_TASK GOAL_: Which lines below contain the word "arched"? Return every one of them, copied in full.
-- Start --
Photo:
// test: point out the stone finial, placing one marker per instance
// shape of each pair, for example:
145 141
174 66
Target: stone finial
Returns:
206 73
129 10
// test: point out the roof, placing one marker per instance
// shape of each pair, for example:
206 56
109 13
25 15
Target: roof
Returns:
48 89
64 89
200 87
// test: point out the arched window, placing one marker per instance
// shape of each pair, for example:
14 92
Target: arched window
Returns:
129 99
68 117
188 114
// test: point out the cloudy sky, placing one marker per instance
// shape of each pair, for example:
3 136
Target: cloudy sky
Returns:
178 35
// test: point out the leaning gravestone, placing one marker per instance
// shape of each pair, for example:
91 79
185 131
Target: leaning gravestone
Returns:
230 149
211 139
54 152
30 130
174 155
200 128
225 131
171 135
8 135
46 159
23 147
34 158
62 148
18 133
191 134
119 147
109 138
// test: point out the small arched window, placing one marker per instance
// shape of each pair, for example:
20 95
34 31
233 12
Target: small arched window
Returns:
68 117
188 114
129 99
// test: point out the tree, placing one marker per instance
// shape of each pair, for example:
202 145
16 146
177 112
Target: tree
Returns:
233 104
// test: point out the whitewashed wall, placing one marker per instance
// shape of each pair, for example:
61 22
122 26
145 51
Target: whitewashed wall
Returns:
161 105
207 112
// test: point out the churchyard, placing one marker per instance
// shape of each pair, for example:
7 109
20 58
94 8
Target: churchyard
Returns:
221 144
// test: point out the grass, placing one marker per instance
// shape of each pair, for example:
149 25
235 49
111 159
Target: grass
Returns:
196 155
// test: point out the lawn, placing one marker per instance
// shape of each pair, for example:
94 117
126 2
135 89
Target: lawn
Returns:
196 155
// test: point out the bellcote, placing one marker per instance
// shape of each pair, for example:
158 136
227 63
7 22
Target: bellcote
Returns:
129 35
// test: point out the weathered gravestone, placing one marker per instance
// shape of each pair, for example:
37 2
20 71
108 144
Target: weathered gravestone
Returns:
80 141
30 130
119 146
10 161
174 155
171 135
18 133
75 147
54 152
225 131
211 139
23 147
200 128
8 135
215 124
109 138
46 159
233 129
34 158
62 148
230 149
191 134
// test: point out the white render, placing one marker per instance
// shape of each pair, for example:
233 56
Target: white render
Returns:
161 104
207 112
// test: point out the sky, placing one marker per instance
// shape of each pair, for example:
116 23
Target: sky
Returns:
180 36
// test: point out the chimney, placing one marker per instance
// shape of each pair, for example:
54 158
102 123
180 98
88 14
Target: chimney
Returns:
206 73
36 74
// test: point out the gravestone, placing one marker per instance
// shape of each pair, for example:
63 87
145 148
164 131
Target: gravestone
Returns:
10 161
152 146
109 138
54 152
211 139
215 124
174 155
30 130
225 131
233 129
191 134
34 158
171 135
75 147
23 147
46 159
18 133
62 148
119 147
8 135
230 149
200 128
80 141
-- End --
-- Start --
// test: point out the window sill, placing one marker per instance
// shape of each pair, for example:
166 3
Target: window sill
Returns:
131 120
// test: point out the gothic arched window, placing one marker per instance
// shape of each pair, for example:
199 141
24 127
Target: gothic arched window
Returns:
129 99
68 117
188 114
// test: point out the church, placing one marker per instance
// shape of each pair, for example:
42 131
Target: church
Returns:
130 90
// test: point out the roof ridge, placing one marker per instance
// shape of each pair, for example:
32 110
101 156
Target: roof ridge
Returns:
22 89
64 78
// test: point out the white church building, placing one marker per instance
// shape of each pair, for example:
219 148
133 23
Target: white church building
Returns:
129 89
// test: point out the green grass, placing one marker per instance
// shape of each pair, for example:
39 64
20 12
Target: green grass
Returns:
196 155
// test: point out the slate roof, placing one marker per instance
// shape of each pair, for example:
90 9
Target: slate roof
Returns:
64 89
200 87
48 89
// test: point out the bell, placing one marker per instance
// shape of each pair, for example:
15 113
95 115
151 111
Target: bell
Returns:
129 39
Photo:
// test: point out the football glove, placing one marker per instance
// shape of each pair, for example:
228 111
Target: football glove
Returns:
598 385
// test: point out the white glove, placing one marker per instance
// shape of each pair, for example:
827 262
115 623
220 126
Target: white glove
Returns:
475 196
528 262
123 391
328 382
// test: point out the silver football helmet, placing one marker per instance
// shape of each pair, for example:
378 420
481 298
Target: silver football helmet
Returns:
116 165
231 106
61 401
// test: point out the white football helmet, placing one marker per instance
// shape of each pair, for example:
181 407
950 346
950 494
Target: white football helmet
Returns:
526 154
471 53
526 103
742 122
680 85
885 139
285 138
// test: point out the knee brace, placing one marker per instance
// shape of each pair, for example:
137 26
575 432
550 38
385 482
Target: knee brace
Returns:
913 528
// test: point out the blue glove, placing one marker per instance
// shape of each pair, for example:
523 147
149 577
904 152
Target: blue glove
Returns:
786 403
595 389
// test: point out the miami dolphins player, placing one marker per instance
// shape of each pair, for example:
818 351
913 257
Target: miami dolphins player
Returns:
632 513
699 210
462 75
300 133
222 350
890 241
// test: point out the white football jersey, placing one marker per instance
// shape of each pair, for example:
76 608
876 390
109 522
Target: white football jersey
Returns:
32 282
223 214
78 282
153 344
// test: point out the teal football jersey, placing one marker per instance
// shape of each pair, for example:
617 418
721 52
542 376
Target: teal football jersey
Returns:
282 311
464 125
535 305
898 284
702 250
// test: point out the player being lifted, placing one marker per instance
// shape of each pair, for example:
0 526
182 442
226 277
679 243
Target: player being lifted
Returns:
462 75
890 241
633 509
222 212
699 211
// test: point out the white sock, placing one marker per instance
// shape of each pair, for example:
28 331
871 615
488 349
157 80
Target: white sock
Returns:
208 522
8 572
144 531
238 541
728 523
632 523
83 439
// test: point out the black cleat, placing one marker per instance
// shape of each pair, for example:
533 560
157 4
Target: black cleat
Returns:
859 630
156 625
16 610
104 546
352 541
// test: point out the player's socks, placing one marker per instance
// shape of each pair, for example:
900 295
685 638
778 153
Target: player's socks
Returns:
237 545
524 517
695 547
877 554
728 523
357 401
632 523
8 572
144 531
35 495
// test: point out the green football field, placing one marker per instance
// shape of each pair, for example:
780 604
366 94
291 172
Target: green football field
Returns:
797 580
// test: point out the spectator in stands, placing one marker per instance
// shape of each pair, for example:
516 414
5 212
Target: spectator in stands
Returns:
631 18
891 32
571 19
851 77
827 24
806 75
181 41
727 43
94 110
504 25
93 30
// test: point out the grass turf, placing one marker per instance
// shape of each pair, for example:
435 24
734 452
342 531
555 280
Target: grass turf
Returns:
-- End --
_SOLUTION TO THE PROBLEM_:
// test: point out the arched window, placing one marker per instance
Target: arched window
// test: point out the small arched window, placing one marker per instance
Target: small arched window
// test: point out the gothic arched window, placing one marker per instance
Target: gothic arched window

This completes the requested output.